With Y. B., who paid me a visit yesterday, I talked over your
position at length. I hope his family will take an active
interest in your affairs.

All the scores (excepting the overture to "Faust") I sent to
Zurich last week. The separation from your "Lohengrin" was
difficult to me. The more I enter into its conception and
masterly execution, the higher rises my enthusiasm for this
extraordinary work. Forgive my wretched pusillanimity if I still
have some doubt as to the wholly satisfactory result of the
performance.

Permit me one question: Do you not think it advisable to add to
"Tannhauser" a dedication (post scriptum) to the Lord of
Wartburg, H.R.H. Carl Alexander, Hereditary Grand Duke of Saxe-
Weymar-Eisenach?

If you agree to this, have a very simple plate to that effect
engraved, and send me in advance, together with your next letter,
a few lines to the Hereditary Grand Duke, which I shall hand to
him at once. For the present you must expect no special donation
in return, but the sympathy of the prince for your masterpiece
fully justifies this attention.

Friendly greetings to Alexander Muller, to whom I am still very
grateful for his friendly reception at Zurich. If you should see
J. E., assure him of my sincere interest in his further welfare.
He is an honest, able, excellent man.

Hold me in kind remembrance, even as I am cordially devoted to
you.

▶ RECORDS:

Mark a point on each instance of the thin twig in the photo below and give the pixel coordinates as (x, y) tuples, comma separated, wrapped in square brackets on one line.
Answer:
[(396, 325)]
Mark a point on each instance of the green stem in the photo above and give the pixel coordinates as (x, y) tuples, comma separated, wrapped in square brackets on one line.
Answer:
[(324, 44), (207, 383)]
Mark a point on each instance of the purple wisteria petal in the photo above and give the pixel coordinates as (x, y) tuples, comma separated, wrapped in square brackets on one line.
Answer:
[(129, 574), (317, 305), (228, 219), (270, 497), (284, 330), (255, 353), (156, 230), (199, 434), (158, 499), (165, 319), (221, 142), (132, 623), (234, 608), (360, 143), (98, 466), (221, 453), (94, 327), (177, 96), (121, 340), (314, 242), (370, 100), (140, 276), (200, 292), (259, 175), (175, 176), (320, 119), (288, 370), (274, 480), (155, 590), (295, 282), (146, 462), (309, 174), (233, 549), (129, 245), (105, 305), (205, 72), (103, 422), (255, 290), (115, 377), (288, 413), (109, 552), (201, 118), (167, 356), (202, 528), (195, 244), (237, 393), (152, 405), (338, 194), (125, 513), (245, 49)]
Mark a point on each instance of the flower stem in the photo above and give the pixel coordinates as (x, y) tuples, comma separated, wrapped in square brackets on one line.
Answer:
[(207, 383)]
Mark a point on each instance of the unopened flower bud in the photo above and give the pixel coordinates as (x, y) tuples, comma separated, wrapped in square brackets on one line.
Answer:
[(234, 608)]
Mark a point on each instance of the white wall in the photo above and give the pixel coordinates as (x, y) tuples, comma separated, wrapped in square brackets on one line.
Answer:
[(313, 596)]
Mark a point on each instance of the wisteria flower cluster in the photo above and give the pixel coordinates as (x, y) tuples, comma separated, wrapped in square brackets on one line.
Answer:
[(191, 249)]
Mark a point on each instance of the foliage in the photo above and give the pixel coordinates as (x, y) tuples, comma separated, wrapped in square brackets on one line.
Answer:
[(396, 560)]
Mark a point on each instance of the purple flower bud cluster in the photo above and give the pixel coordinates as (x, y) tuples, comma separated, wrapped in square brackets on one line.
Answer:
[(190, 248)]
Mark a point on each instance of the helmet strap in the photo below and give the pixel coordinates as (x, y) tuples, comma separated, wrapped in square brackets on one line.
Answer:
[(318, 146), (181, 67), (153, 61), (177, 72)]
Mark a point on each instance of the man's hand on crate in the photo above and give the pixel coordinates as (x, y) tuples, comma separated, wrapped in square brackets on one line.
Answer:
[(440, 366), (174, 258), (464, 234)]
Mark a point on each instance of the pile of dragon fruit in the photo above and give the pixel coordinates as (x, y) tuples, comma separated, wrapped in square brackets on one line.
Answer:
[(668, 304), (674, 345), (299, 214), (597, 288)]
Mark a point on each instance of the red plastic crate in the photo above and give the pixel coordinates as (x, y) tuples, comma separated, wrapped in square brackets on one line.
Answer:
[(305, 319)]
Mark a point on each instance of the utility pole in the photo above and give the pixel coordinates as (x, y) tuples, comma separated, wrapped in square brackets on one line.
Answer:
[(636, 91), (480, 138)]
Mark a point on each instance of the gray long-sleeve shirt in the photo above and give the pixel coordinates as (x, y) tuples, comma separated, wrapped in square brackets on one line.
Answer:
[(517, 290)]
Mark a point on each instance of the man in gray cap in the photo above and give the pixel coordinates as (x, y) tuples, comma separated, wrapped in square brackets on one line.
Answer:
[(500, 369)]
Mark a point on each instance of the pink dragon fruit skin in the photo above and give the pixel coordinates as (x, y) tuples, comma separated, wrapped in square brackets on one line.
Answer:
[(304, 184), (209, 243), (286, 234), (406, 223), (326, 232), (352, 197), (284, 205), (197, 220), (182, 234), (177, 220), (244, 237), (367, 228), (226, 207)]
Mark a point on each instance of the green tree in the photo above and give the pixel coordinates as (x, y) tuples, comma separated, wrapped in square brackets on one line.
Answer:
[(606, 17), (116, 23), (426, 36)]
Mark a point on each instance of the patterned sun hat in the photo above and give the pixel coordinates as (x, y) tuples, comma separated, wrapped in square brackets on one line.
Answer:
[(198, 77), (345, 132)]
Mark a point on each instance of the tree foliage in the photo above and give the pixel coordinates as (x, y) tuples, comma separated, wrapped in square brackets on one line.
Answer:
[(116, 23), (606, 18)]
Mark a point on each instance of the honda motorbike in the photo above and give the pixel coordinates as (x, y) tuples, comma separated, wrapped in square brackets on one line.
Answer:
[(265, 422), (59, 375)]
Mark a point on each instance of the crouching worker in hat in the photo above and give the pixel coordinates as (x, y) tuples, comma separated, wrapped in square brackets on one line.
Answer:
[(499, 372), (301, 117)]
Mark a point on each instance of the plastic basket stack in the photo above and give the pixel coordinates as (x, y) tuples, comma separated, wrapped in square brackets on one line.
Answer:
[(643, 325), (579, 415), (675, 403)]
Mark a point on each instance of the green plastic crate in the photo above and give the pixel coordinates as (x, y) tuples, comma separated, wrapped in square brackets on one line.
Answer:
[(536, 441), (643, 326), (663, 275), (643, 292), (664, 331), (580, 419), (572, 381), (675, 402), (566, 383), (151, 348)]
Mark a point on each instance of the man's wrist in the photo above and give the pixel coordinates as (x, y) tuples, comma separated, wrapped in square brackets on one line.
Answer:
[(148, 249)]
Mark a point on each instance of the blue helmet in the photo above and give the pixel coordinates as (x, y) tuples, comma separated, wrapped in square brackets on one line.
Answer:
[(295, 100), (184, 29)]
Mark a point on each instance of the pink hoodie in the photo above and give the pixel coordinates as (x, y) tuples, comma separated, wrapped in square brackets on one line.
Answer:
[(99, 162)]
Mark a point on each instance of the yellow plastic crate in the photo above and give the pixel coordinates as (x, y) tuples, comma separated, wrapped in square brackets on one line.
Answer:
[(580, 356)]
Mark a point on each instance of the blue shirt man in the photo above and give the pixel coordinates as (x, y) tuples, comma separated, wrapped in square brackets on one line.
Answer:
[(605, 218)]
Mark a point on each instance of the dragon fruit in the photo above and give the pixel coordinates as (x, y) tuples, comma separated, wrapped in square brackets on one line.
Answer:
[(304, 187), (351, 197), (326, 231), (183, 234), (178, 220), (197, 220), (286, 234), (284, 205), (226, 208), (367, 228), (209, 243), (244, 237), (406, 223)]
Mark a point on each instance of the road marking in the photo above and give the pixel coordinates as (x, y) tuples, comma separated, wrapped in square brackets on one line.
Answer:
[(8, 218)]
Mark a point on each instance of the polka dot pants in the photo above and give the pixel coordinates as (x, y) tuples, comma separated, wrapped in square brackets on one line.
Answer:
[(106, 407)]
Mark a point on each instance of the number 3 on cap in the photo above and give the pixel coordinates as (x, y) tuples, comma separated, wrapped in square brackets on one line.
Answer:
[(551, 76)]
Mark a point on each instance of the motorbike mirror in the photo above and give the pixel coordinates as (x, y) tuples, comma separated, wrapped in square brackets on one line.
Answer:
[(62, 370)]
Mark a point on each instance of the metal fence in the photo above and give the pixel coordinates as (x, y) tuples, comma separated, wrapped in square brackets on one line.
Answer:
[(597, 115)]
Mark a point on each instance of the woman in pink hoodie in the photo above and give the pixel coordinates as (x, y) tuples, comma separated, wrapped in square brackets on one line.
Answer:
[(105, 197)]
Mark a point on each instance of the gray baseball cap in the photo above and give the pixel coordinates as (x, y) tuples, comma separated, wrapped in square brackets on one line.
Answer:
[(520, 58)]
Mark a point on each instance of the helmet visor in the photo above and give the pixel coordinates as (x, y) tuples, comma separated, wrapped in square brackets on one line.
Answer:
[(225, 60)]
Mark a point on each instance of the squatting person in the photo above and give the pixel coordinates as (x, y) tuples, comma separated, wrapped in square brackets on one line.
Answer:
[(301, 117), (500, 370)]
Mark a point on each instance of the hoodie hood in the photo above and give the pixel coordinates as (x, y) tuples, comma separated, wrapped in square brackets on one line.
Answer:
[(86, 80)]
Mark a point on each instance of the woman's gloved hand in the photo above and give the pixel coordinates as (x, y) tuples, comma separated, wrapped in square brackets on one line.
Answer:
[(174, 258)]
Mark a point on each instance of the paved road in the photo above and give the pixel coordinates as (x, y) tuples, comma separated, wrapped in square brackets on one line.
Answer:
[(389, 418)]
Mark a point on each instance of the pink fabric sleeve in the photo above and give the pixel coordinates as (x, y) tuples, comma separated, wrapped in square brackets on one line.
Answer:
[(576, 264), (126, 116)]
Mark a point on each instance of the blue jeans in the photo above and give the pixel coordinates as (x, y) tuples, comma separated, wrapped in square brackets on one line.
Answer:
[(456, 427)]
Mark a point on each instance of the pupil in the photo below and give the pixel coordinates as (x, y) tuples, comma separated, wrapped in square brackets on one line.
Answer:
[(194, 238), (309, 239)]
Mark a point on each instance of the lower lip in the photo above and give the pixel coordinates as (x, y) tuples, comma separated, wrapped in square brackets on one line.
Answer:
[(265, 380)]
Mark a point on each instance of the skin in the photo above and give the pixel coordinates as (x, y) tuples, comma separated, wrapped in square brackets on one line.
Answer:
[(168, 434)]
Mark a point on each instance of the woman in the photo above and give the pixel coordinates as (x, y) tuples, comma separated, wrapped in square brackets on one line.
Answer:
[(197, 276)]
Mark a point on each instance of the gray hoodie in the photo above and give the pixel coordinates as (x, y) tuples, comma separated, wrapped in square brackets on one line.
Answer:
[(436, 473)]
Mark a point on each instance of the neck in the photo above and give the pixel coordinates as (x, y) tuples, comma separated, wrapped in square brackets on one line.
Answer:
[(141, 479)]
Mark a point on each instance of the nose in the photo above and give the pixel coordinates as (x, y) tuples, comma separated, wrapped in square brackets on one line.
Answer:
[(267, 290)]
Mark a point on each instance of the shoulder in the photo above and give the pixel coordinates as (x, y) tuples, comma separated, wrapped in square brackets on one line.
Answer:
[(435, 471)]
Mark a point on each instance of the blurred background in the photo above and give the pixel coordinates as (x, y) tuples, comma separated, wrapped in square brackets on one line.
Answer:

▶ WHAT YOU HAVE TO DO:
Can you copy the passage of the letter above word for word, from "If you agree" to "his further welfare."?

▶ WRITTEN ANSWER:
If you agree to this, have a very simple plate to that effect
engraved, and send me in advance, together with your next letter,
a few lines to the Hereditary Grand Duke, which I shall hand to
him at once. For the present you must expect no special donation
in return, but the sympathy of the prince for your masterpiece
fully justifies this attention.

Friendly greetings to Alexander Muller, to whom I am still very
grateful for his friendly reception at Zurich. If you should see
J. E., assure him of my sincere interest in his further welfare.